--- Begin Excerpted passage ---

I meant it, and I pretty much still am too, certainly somewhat jokingly but definitely not sarcastically

Nothing has changed in practice, so if they are over your lines they always were.
of course nothing changed in practice, we are discussing terms of a future license. But those terms have improved in 1.2 over what they were in 1.1. Also, I still find them very much unacceptable after now having the actual proposal
 

Jerik

Explorer
Its interesting that Square Enix has used Mind Flayers (specifically called that) in Final Fantasy for decades with zero issue on the matter.

For whatever reason, TSR was far laxer in enforcing its IP in video games than in other media. The early Final Fantasies used loads of D&D monsters besides mind flayers; there were, for instance, also sahagin (just one letter missing from the sahuagin they were based on) and the ochu (in later Final Fantasies retconned to be plantlike to make it more of its own thing, but originally very obviously the D&D otyugh with the name altered by transliteration to Japanese and back). Even then, though, there may have been some limits; the monster in the original Japanese Final Fantasy called a "bihorudaa" (beholder) was renamed to an "Evil Eye" when the game was localized outside Japan (and the graphic changed to something less obviously copied from a Monster Manual illustration).

It wasn't just Final Fantasy; the early Ultima games included a lot of D&D monsters too, most with the names slightly changed, like mind flayer to mind ripper and xorn to zorn.

--- End Excerpted passage ---
--- Begin Data ---

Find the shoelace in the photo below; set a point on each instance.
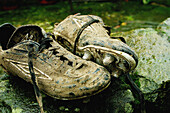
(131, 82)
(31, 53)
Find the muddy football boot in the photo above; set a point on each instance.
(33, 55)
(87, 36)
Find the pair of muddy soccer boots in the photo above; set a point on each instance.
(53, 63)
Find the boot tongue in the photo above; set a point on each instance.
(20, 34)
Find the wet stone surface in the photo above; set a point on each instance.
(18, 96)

--- End Data ---
--- Begin Data ---

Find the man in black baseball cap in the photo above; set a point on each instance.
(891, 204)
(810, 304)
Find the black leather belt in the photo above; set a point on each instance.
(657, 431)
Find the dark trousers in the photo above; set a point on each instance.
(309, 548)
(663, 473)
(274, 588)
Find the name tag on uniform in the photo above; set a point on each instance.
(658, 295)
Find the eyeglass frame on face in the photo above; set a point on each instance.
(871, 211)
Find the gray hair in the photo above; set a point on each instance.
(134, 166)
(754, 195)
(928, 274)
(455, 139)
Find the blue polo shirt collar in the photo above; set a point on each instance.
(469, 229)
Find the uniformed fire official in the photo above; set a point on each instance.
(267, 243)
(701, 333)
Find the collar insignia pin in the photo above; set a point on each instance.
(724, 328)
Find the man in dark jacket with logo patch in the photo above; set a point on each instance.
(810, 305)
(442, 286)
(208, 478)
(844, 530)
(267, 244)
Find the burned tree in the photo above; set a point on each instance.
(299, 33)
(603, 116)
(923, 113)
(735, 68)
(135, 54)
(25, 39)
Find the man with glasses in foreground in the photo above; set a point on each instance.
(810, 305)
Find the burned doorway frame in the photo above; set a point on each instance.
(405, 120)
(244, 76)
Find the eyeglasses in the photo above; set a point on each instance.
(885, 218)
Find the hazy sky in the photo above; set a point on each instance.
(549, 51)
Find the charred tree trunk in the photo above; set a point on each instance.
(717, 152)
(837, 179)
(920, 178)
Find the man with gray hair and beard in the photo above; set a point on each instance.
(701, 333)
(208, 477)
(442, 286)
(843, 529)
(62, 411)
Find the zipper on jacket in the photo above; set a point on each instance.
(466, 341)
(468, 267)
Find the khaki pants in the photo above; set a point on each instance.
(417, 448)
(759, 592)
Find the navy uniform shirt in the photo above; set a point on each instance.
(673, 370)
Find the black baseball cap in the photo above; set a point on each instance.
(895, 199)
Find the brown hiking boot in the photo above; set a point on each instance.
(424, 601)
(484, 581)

--- End Data ---
--- Begin Data ---

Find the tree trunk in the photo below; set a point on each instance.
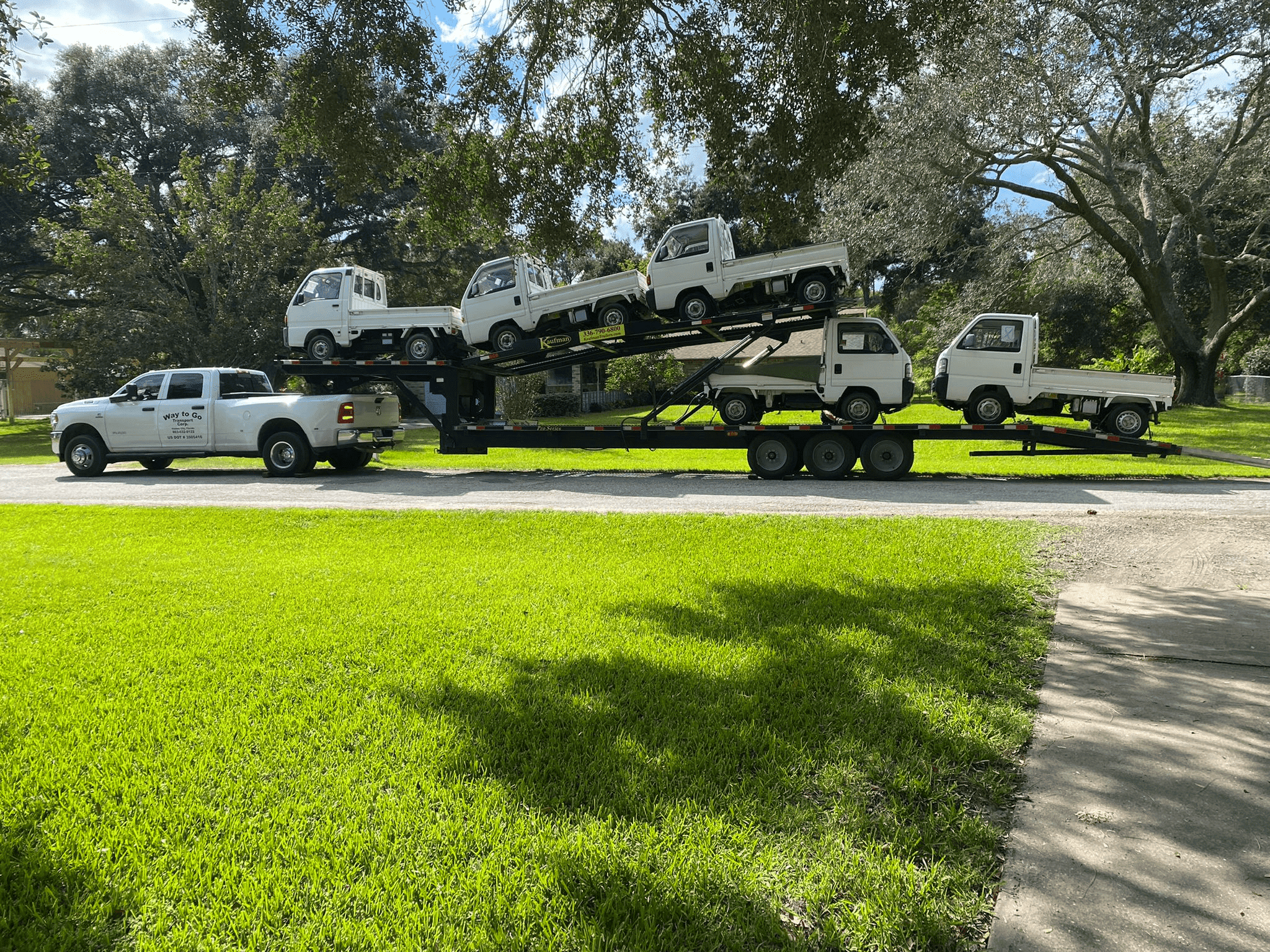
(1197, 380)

--- End Data ---

• Prompt A: Please summarize the forum excerpt in two sentences.
• Prompt B: Retype part of the forum excerpt, beginning at the words "Nothing has changed" and stopping after "on the matter.".

• Final answer A: One poster says the terms of a future license improved in version 1.2 over 1.1 but are still very much unacceptable. Another reply explains that TSR was far laxer about its IP in video games, so early Final Fantasy and Ultima games used many D&D monsters, often with slightly changed names, though the Final Fantasy beholder was renamed "Evil Eye" outside Japan.

• Final answer B:
Nothing has changed in practice, so if they are over your lines they always were.
of course nothing changed in practice, we are discussing terms of a future license. But those terms have improved in 1.2 over what they were in 1.1. Also, I still find them very much unacceptable after now having the actual proposal
 

Jerik

Explorer
Its interesting that Square Enix has used Mind Flayers (specifically called that) in Final Fantasy for decades with zero issue on the matter.